(Point localization data)
# # # # #
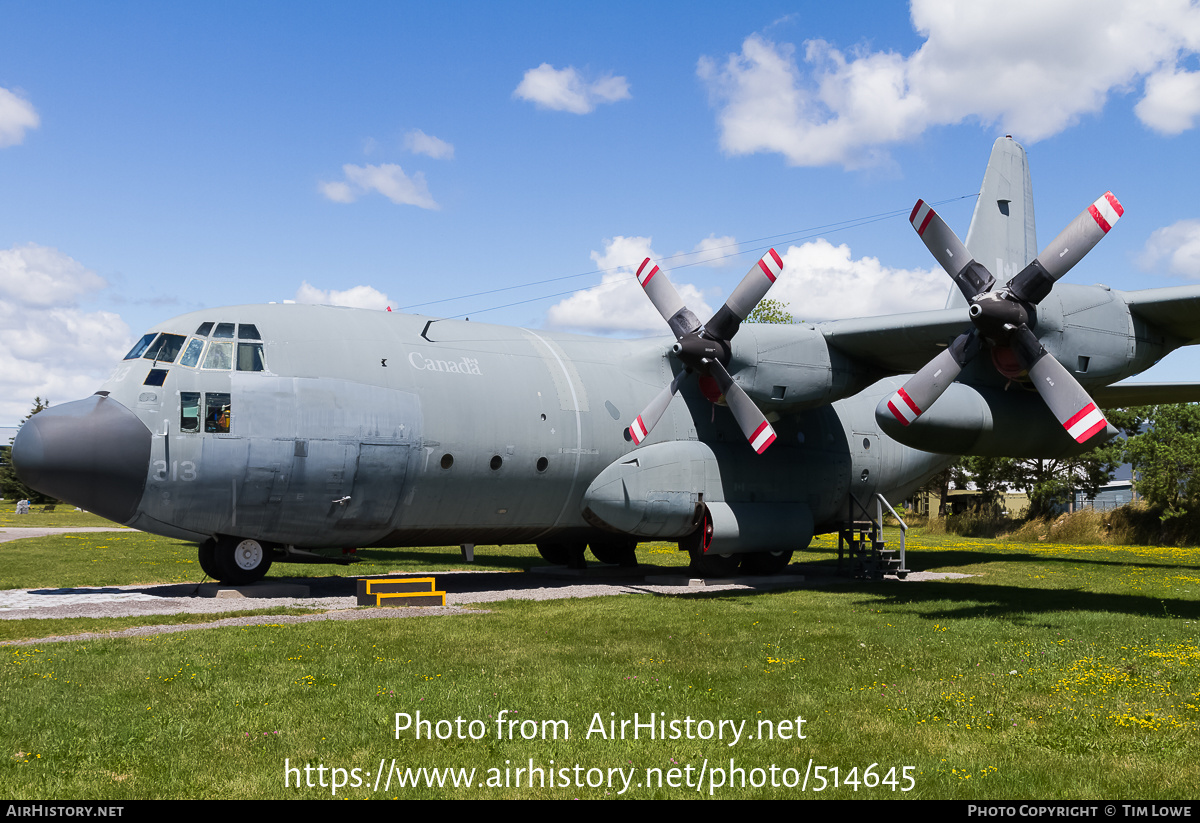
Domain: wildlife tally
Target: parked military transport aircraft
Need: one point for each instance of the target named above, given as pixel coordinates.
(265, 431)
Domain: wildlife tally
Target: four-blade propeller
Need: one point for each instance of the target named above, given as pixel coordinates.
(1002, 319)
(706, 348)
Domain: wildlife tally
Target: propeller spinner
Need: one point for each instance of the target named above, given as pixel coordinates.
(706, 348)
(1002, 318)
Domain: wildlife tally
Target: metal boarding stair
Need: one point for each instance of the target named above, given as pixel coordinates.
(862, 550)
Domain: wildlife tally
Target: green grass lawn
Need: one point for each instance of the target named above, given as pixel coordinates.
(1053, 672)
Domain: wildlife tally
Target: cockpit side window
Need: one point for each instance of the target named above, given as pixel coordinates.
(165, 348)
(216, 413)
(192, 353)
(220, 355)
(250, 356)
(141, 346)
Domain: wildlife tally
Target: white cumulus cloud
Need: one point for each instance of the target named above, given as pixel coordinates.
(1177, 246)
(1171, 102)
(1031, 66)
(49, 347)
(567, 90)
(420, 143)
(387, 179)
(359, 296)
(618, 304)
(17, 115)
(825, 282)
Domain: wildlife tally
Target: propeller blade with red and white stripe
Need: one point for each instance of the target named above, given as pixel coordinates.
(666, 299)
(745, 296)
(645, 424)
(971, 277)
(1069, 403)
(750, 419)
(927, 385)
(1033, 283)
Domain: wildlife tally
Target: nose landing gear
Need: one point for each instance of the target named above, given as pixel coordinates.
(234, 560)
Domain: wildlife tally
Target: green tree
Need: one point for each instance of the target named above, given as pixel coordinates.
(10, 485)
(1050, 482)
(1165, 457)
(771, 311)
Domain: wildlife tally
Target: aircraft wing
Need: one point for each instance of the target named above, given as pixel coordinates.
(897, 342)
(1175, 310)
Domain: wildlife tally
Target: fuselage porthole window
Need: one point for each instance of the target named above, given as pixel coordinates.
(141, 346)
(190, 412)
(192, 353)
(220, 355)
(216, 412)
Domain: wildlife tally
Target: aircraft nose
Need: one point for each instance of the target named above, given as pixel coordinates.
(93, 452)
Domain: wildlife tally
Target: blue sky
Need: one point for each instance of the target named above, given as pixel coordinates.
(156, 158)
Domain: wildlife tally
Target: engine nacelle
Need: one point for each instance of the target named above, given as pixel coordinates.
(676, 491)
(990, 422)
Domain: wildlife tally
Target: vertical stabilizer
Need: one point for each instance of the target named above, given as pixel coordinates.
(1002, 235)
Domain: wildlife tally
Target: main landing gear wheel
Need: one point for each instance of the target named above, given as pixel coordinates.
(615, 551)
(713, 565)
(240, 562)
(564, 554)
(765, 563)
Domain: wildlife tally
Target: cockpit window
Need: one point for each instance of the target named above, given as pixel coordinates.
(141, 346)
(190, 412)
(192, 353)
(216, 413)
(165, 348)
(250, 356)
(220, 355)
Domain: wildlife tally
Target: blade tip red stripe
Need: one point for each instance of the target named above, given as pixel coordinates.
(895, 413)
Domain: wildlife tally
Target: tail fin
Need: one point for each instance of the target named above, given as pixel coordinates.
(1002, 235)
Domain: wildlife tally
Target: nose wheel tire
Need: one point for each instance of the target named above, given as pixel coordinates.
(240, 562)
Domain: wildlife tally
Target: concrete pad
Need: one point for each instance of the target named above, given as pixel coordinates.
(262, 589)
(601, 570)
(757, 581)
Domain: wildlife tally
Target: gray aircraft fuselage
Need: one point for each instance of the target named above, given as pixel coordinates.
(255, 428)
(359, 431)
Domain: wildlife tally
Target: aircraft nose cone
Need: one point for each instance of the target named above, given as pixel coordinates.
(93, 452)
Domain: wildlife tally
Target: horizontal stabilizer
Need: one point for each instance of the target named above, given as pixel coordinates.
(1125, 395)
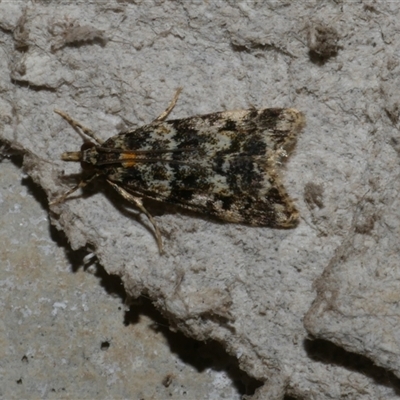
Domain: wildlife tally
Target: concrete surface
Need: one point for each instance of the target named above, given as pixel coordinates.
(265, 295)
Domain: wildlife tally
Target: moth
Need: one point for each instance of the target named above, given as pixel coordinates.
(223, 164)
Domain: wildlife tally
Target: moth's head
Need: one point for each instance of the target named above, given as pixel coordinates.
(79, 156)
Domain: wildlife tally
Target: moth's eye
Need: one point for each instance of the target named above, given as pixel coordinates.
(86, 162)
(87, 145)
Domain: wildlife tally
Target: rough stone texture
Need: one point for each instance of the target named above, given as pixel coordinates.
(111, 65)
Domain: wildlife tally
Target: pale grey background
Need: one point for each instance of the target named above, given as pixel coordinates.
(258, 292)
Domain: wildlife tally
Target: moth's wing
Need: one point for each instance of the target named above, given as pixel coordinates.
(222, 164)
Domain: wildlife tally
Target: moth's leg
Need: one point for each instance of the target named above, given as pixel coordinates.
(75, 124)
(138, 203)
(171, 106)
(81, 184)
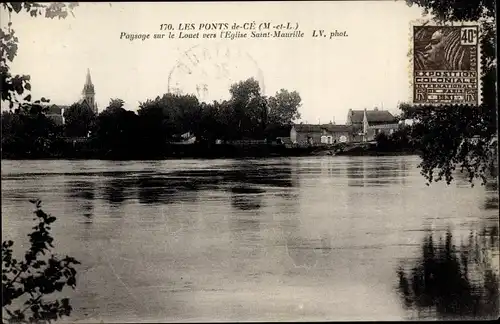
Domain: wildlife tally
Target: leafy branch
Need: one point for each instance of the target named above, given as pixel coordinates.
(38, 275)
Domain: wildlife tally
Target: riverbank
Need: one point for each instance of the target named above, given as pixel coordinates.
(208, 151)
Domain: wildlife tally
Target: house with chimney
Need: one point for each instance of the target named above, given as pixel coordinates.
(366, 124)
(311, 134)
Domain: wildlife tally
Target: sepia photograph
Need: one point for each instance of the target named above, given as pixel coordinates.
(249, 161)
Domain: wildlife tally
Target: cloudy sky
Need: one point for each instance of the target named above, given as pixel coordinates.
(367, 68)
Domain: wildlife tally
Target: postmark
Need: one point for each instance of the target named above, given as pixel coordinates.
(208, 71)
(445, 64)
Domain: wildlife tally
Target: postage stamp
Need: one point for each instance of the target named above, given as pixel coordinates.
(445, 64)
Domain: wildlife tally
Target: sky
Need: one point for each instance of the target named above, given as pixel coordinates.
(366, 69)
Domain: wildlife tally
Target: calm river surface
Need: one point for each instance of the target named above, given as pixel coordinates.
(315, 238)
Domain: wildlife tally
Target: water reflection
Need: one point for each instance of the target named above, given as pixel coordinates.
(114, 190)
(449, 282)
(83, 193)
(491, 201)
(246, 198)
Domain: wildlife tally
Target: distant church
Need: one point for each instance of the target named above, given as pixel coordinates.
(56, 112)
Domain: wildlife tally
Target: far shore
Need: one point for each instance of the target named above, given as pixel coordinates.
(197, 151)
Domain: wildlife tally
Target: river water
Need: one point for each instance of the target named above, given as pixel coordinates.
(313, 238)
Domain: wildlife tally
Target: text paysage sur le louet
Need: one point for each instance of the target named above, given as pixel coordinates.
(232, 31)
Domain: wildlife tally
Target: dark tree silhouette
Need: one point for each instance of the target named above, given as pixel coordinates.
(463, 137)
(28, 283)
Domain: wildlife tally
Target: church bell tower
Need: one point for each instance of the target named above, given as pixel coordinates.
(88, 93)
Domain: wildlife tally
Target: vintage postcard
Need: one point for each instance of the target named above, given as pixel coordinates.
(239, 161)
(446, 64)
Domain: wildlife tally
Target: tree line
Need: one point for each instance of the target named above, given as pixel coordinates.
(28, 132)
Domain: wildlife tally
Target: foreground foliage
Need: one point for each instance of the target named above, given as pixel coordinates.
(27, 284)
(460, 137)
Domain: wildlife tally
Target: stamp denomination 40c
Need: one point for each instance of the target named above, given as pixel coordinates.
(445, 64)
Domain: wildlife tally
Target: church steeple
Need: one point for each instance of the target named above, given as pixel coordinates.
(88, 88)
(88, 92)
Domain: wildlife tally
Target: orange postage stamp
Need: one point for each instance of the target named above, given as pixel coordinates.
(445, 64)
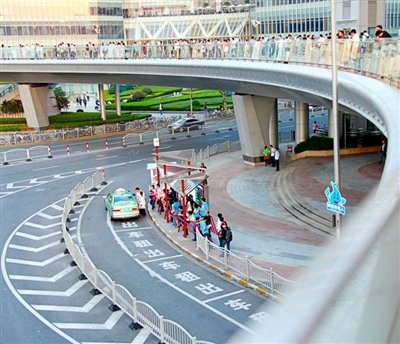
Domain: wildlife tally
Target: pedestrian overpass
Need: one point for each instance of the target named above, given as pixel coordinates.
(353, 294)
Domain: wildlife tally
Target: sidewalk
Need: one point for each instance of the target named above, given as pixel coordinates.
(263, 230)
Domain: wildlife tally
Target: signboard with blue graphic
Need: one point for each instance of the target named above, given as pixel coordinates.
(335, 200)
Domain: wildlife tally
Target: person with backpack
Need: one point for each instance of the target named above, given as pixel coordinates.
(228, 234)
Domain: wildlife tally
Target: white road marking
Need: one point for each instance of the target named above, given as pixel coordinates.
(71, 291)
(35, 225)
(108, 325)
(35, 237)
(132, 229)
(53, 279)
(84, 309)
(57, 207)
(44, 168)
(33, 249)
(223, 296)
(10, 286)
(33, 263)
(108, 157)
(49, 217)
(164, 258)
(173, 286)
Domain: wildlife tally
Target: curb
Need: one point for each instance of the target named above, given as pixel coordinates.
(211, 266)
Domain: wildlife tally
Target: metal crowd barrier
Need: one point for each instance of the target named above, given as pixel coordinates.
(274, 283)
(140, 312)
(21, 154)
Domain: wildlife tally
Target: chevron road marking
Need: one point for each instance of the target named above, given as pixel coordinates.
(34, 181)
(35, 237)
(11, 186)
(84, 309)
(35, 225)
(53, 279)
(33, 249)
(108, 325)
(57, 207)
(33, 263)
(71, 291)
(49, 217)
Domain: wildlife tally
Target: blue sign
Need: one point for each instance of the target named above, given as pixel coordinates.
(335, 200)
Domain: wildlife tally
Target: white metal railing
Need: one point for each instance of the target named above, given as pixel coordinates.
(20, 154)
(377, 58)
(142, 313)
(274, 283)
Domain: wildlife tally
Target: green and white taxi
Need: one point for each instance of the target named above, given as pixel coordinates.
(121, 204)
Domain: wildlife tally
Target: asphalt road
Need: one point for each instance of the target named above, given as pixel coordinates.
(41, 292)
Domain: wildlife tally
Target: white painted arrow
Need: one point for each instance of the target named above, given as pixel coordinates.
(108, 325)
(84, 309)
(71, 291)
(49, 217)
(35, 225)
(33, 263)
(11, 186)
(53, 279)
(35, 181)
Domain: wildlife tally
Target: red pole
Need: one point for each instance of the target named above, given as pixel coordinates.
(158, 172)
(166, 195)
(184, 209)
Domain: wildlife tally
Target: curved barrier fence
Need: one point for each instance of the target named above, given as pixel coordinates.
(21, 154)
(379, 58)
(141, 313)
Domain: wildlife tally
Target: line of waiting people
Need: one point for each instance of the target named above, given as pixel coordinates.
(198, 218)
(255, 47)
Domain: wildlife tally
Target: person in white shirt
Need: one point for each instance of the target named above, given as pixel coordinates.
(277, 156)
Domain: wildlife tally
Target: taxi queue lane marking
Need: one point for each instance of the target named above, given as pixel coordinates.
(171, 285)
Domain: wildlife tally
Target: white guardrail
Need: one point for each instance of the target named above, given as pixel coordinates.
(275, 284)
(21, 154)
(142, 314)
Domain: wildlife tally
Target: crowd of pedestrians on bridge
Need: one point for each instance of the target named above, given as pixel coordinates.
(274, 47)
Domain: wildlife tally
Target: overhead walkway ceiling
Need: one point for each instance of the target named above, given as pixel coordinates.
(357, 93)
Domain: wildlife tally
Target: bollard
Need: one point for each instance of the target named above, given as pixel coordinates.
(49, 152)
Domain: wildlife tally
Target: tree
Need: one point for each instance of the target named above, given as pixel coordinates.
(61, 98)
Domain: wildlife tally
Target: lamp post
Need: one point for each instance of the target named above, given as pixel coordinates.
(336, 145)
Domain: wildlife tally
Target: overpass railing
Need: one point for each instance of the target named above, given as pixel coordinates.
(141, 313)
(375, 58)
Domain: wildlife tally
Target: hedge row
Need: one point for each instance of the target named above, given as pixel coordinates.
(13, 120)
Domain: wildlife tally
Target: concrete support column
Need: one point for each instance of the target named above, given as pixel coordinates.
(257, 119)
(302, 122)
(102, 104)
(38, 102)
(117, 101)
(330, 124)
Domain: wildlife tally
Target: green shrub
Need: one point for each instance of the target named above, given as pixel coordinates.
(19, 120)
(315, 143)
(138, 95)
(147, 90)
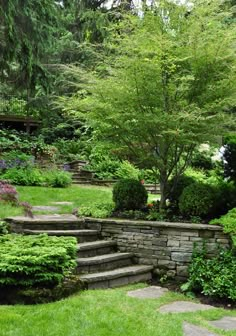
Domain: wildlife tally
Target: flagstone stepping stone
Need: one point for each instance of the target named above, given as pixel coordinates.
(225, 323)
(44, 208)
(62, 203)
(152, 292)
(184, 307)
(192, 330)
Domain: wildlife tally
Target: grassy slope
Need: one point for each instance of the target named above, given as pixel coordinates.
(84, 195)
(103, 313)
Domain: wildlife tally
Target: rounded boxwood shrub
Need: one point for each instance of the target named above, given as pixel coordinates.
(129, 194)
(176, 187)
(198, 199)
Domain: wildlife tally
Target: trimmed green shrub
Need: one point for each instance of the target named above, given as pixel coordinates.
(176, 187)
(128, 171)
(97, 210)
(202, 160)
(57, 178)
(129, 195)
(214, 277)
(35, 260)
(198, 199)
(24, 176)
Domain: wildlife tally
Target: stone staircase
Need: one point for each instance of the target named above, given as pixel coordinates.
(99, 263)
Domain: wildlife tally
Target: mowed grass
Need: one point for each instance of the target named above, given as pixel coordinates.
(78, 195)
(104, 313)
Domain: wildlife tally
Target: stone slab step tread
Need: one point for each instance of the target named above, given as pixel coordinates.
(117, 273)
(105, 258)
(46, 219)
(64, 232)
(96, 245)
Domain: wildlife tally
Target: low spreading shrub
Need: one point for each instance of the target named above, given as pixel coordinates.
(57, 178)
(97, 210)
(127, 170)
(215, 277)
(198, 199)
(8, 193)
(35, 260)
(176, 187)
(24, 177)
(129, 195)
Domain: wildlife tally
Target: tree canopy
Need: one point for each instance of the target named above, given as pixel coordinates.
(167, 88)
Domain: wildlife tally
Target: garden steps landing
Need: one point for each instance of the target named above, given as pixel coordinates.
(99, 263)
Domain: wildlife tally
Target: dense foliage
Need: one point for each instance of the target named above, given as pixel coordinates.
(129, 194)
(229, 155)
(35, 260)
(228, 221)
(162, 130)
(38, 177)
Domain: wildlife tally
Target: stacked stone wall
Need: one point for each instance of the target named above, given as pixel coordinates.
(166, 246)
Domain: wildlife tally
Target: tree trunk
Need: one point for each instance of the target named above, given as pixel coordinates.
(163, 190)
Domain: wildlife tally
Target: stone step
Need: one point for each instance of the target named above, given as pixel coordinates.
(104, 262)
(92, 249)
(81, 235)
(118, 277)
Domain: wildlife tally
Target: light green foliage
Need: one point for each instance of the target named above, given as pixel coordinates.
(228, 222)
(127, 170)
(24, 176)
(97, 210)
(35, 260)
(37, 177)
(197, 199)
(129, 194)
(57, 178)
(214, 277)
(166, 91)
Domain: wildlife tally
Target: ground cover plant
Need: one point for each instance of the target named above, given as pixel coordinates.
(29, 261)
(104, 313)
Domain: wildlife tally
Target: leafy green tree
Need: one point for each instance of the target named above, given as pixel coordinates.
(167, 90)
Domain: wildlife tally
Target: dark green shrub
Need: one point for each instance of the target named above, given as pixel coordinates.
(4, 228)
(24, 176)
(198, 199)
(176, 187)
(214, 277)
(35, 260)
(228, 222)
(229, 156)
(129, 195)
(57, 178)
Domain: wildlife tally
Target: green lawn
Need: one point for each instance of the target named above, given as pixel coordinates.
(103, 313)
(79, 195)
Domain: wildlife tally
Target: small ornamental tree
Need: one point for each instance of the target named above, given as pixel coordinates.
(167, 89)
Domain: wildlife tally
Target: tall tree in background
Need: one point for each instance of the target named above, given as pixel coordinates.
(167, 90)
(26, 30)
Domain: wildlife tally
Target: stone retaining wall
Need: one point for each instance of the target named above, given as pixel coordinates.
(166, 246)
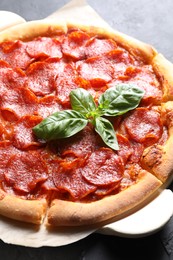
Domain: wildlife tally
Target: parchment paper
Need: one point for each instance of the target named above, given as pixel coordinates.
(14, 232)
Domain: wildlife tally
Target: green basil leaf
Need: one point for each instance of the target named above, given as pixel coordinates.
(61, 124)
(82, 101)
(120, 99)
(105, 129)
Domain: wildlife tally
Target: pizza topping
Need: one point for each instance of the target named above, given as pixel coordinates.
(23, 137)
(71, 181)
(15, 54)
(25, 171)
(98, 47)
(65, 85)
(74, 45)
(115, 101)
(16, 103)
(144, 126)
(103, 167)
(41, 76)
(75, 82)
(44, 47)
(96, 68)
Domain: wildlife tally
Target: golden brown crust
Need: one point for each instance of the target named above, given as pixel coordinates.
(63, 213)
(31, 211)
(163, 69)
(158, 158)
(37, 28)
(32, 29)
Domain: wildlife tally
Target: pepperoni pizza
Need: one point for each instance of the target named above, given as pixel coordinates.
# # # # #
▶ **Brief**:
Please copy every line in the entries where "stabilizer" appears.

▶ **Solved problem**:
Target: vertical stabilizer
Target: horizontal stabilizer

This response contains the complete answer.